SOURCE PASSAGE section start
Application for Review of the Decision of the District Court of Appeal — Direct Conflict, Third District — Case No. 3D02-11, (Miami-Dade County).
Bennett H. Brummer, Public Defender, and Robert Kalter, Assistant Public Defender, Eleventh Judicial Circuit, Miami, Florida, for Petitioner.
Charles J. Crist, Jr., Attorney General, Celia Terenzio, Bureau Chief, West Palm Beach, and Richard Valuntas, Assistant Attorney General, West Palm Beach, Florida, for Respondent.
We have for review the Third District Court of Appeal's decision inWilliams v. State, 834 So.2d 923 (Fla. 3d DCA 2003), which expressly and directly conflicts with our decisions in Goodwin v. State, 751 So.2d 537 (Fla. 1999), and State v. DiGuilio, 491 So.2d 1129 (Fla. 1986), on the harmless error standard of review. We have jurisdiction. See art. V, § 3(b)( 3), Fla. Const.
In DiGuilio, this Court set out the test to be applied in determining whether an error is harmful:
The test is not a sufficiency-of-the-evidence, a correct result, a not clearly wrong, a substantial evidence, a more probable than not, a clear and convincing, or even an overwhelming evidence test. Harmless error is not a device for the appellate court to substitute itself for the trier-of-fact by simply weighing the evidence. The focus is on the effect of the error on the trier-of-fact. The question is whether there is a reasonable possibility that the error affected the verdict. The burden to show the error was harmless must remain on the state. If the appellate court cannot say beyond a reasonable doubt that the error did not affect the verdict, then the error is by definition harmful.
491 So.2d at 1139. We reaffirmed this harmless error standard in Goodwin, holding that the enactment of section 924.051(7), Florida Statutes (Supp. 1996), did not alter the obligation of the appellate courts to independently review both constitutional and nonconstitutional errors for harmlessness under the DiGuilio standard. See Goodwin, 751 So.2d at 542-43.
SOURCE PASSAGE section end
INFORMATION PROVIDED section start
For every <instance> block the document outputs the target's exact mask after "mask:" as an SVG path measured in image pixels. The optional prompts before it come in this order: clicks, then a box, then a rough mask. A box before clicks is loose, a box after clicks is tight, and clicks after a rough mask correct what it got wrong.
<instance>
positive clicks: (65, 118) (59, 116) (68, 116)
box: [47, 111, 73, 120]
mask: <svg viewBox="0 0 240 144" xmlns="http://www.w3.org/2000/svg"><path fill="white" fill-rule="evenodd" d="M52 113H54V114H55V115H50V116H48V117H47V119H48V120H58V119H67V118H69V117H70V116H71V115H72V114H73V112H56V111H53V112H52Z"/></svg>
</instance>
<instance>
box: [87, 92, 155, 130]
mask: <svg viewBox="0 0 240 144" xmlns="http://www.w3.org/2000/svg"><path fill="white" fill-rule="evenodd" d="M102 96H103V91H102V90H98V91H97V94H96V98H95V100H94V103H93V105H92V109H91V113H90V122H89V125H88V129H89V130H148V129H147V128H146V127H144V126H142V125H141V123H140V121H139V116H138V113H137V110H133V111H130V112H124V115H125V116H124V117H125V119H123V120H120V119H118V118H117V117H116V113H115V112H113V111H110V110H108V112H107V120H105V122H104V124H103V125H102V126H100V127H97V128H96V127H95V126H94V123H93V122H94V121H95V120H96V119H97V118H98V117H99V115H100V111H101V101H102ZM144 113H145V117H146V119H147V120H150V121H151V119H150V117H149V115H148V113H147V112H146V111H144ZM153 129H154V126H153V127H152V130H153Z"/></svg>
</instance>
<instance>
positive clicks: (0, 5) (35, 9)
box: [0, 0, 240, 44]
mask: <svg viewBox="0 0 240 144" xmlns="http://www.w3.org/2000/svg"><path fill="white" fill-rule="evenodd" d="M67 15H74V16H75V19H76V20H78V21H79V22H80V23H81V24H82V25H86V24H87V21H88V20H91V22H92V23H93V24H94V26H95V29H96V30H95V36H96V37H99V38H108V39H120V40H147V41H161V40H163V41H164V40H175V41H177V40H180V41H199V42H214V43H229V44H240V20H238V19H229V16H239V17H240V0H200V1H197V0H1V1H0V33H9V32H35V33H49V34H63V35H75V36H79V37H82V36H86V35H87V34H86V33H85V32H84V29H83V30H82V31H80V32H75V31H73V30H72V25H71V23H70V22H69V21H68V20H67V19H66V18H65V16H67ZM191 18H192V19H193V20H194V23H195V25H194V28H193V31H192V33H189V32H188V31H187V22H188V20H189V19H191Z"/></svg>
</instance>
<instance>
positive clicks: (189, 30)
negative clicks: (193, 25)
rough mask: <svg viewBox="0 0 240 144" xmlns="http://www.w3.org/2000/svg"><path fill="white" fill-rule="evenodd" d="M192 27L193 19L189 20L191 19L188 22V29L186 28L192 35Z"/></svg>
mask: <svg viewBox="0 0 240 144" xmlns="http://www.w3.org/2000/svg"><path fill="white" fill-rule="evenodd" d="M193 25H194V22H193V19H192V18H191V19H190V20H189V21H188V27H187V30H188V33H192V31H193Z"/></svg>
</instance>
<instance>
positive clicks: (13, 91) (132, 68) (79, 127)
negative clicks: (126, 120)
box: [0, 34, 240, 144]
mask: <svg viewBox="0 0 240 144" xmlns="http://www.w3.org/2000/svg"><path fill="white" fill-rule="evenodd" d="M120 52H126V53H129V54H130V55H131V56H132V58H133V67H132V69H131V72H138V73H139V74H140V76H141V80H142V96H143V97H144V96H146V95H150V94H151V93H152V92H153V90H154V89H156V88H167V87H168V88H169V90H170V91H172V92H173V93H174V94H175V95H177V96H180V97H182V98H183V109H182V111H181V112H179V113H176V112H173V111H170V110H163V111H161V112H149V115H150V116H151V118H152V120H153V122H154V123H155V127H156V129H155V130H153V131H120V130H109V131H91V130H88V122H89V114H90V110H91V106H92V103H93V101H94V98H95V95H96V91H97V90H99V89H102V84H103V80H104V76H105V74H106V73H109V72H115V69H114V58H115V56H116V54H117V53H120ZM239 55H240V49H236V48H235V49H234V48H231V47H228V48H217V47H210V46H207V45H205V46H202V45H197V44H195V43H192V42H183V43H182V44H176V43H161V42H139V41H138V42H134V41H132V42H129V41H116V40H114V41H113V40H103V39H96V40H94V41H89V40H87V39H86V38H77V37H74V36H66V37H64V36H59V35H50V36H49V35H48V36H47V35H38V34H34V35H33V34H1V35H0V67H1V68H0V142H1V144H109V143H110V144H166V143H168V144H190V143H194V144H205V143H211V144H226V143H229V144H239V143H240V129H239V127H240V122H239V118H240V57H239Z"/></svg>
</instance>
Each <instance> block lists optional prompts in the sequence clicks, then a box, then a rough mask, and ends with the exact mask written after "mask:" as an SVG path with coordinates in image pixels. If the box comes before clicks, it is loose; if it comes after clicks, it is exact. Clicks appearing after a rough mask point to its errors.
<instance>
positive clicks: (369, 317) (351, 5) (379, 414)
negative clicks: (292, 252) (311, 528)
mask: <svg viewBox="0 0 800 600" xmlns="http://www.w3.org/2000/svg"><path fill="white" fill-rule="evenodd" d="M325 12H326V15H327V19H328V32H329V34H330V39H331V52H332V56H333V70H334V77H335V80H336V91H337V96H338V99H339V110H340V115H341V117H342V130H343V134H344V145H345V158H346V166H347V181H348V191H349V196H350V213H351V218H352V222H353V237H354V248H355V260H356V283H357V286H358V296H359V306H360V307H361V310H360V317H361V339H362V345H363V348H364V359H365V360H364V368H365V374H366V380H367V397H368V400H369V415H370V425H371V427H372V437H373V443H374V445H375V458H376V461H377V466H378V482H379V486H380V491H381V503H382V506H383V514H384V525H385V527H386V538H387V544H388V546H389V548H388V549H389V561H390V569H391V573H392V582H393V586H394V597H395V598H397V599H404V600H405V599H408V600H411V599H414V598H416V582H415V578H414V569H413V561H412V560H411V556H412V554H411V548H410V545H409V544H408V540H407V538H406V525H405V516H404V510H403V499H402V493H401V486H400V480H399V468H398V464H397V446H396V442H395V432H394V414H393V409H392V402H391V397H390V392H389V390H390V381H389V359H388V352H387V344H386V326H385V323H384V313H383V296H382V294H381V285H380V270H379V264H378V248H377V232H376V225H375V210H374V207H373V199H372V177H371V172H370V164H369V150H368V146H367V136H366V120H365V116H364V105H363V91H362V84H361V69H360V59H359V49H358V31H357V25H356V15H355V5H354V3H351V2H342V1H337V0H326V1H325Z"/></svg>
INFORMATION PROVIDED section end
Continue the court opinion on the harmless error standard from the point where it stops. None of this material is needed.

In this case, the Third District departed from the DiGuilio standard in holding that a preserved trial court error did not warrant reversal because "given all of the other evidence as to William's [sic] guilt, we cannot conclude that this error necessarily deprived Williams of a fair trial." Williams, 834 So.2d at 925 (emphasis supplied). We recently quashed and remanded for reconsideration a decision of the Second District Court of Appeal in which that court used an incorrect harmless error test. See Knowles v. State, 848 So.2d 1055, 1058-59 (Fla. 2003). Consistent with Knowles, as well as with our decisions in DiGuilio andGoodwin, we quash in part the Third District's decision in this case and remand for reconsideration under the correct harmless error standard. We decline to address the additional issue raised by Williams that is beyond the scope of the conflict issue. See Asbell v. State, 715 So.2d 258, 258 (Fla. 1998).
It is so ordered.
ANSTEAD, C.J., and LEWIS, QUINCE, and CANTERO, JJ., concur.
BELL, J., concurs in result only.
WELLS, J., dissents with an opinion.
I would discharge jurisdiction. I believe the majority gives to the Third District's opinion too cramped a reading. I do not read the opinion to conflict with State v. DiGuilio, 491 So.2d 1129 (Fla. 1986). The Third District's decision as to the merits is correct.